Dataset records —
◇ ◇ ◇

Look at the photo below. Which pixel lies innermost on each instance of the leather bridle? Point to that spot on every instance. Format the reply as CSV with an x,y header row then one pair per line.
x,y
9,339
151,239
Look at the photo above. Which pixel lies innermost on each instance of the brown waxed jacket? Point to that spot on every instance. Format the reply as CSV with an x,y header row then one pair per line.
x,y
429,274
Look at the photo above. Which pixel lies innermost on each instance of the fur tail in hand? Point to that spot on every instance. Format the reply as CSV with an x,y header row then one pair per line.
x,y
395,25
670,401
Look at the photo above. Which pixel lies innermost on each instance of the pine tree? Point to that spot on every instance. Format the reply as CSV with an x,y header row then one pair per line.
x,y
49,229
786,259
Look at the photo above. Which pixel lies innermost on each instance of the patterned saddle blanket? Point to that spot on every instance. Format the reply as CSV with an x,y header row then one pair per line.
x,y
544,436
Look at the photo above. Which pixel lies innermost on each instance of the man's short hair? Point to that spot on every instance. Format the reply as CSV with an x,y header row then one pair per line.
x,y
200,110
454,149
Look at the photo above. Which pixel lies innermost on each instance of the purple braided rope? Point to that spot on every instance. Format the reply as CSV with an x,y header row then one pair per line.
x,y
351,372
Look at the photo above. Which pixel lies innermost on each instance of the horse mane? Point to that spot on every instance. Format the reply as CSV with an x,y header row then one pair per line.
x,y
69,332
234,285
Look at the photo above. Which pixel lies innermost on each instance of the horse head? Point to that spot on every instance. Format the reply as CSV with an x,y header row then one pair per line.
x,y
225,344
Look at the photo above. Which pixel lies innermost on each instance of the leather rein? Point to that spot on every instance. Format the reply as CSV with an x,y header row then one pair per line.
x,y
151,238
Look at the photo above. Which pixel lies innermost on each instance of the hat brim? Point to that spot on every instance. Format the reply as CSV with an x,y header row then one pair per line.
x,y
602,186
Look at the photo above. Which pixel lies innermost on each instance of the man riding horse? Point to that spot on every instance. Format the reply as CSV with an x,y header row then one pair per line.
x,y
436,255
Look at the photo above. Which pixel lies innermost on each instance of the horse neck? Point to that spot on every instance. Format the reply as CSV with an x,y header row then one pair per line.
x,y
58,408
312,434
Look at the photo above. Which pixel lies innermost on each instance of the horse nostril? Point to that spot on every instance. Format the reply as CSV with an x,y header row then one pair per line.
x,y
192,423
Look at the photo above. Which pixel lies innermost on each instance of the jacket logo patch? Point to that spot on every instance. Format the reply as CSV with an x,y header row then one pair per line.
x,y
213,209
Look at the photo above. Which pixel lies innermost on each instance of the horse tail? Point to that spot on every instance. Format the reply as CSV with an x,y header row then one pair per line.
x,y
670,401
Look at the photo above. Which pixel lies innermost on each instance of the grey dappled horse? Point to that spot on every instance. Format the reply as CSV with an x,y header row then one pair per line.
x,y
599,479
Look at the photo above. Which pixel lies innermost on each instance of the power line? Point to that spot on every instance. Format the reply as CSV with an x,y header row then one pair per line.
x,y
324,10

◇ ◇ ◇

WORK TO DO — Present every line of the data above as a Markdown table with the columns "No." and "Line", numbering the rows consecutively and omitting any blank lines.

THE COMPLETED TASK —
| No. | Line |
|---|---|
| 1 | Look at the photo below. Which pixel lies innermost on each instance of the leather bridle? Point to that spot on every instance. Format the reply as CSV with an x,y header row then one pair per line. |
| 2 | x,y |
| 3 | 9,339 |
| 4 | 151,239 |
| 5 | Look at the photo above. Which pixel lies innermost on each instance of the brown waxed jacket? Point to that spot on every instance. Format the reply as CSV with an x,y header row then one pair per line. |
| 6 | x,y |
| 7 | 429,274 |
| 8 | Look at the photo above. Which pixel lies innermost on each instance of the fur tail in hand? Point to that spot on every instance. Format the reply as CSV with an x,y header row then one pair per line. |
| 9 | x,y |
| 10 | 395,25 |
| 11 | 670,401 |
| 12 | Look at the photo above. Which pixel lies innermost on each instance of the pine tree? Point to that spot on every instance. Format the reply as CSV with an x,y header row then one pair per line. |
| 13 | x,y |
| 14 | 49,229 |
| 15 | 786,259 |
| 16 | Look at the photo above. Which pixel lies innermost on each instance of the patterned saddle blanket? Point to that spot on every instance. Format the reply as CSV with an x,y header row then one pair per line. |
| 17 | x,y |
| 18 | 544,436 |
| 19 | Look at the photo above. Which pixel lies innermost on each instance of the man's short hair? Point to that spot on every instance. Format the reply as CSV with an x,y header row then one pair per line. |
| 20 | x,y |
| 21 | 200,110 |
| 22 | 454,149 |
| 23 | Look at the photo above. Which pixel lies innermost on each instance of the purple braided rope? Point to that spot on every instance. Format the reply as CSV with an x,y header row then one pair per line. |
| 24 | x,y |
| 25 | 351,372 |
| 26 | Look at the photo above. Which pixel lies innermost on each instance of the horse mane? Point to that spot on every instance. Format the reply as CSV with an x,y header row then one pair per line. |
| 27 | x,y |
| 28 | 69,332 |
| 29 | 234,285 |
| 30 | Look at the photo above. Which pixel lies innermost on each instance of the horse head? Point to that spot on every instance. Format the reply as CSV with an x,y header row then one pair per line. |
| 31 | x,y |
| 32 | 225,344 |
| 33 | Look at the photo above. Which pixel lies innermost on each instance of the leather rein? Point to that spot on every instance. Format the reply as CSV with an x,y header row then one pair per line. |
| 34 | x,y |
| 35 | 151,238 |
| 36 | Look at the photo above. Which pixel lies innermost on each instance of the hat brim? Point to that spot on every instance. Format the reply as CSV with an x,y header row then one pair per line. |
| 37 | x,y |
| 38 | 602,186 |
| 39 | Look at the photo above. Which pixel lies innermost on each instance of the man riding horse? Point to that spot on every instance. Format the reply as CSV with an x,y header row then one pair per line. |
| 40 | x,y |
| 41 | 436,255 |
| 42 | Look at the photo above. Which pixel lies innermost on each instance of the horse neck? Point to that spot on every instance. Format the reply as CSV with an x,y header row then one pair per line. |
| 43 | x,y |
| 44 | 58,408 |
| 45 | 312,434 |
| 46 | Look at the photo above. Which pixel lies innermost on each instance of the horse nostril? Point to that spot on every instance. Format the reply as CSV with an x,y header row then one pair per line. |
| 47 | x,y |
| 48 | 192,423 |
| 49 | Look at the photo above. Which pixel lies innermost on each instance of the jacket logo patch? Point to that spot on every instance. Format the reply as CSV with an x,y header row then one pair per line. |
| 50 | x,y |
| 51 | 213,209 |
| 52 | Look at the photo above. Which pixel lies innermost on each instance of the horse tail? Point to that spot on every instance. Format the reply as CSV with an x,y header row then one pair per line. |
| 53 | x,y |
| 54 | 670,401 |
| 55 | Look at the photo above. Which pixel lies innermost on each instance of the grey dappled horse? Point to that spot on every instance. Format the reply as CSV with an x,y header row then one pair per line. |
| 56 | x,y |
| 57 | 599,479 |
| 58 | Look at the photo above. Which pixel lies innermost on each instance of the power line? Point to that spot on every instance. Format the reply as CSV with an x,y header row then one pair per line. |
| 59 | x,y |
| 60 | 324,10 |